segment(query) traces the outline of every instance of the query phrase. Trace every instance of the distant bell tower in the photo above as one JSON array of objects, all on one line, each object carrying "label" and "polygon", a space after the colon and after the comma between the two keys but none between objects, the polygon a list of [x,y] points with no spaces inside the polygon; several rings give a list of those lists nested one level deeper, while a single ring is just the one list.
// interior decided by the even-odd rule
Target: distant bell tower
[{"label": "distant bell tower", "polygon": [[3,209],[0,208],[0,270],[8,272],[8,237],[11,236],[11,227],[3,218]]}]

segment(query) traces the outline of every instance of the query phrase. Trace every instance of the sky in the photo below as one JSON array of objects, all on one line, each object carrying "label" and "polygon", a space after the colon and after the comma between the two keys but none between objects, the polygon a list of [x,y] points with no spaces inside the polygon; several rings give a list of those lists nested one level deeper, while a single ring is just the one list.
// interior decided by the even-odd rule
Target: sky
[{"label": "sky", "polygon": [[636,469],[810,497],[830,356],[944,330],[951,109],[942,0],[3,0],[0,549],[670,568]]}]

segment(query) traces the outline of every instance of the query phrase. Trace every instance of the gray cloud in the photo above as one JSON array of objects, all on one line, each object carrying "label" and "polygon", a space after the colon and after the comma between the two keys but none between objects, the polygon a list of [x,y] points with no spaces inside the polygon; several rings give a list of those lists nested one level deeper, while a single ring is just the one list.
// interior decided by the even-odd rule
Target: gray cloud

------------------------------------------------------------------------

## THE PROBLEM
Retype all of the material above verbatim, with no changes of any kind.

## TASK ANSWER
segment(query) traces the outline of every instance of the query phrase. Trace every instance of the distant bell tower in the photo above as one JSON array of objects, all on one line, each object carrying "label" and "polygon", a space after the colon and after the comma between the two keys but none between objects, the polygon a list of [x,y] points with no spaces inside the polygon; several rings give a list of those lists nested one level deeper, while a single ring is just the one list.
// interior decided by the even-odd rule
Target: distant bell tower
[{"label": "distant bell tower", "polygon": [[3,209],[0,208],[0,270],[8,272],[8,237],[11,236],[11,227],[3,218]]}]

segment(query) traces the outline of every instance of the query phrase. Trace every instance of the sky in the photo below as one JSON array of objects, all on one line, each object carrying "label" and "polygon", a space after the colon and after the comma between the two keys but none between objects, the polygon a list of [x,y] points with no spaces inside the polygon; several rings give a list of those lists nested one level deeper, while a single ring is just the one list.
// interior decided by the even-odd rule
Target: sky
[{"label": "sky", "polygon": [[636,469],[810,497],[830,356],[944,330],[951,109],[942,0],[3,0],[0,549],[670,568]]}]

segment(query) traces the outline of every instance of the query phrase. Trace every instance of the gray cloud in the photo above as one JSON array of objects, all on one line, each object carrying "label" and "polygon", a space after the colon and after the comma between the two keys but none between objects, the polygon a list of [x,y] points with no spaces inside the polygon; several rings give a list of those lists nested one level deeper, while a single ring is just the one list.
// interior decided by the even-odd rule
Target: gray cloud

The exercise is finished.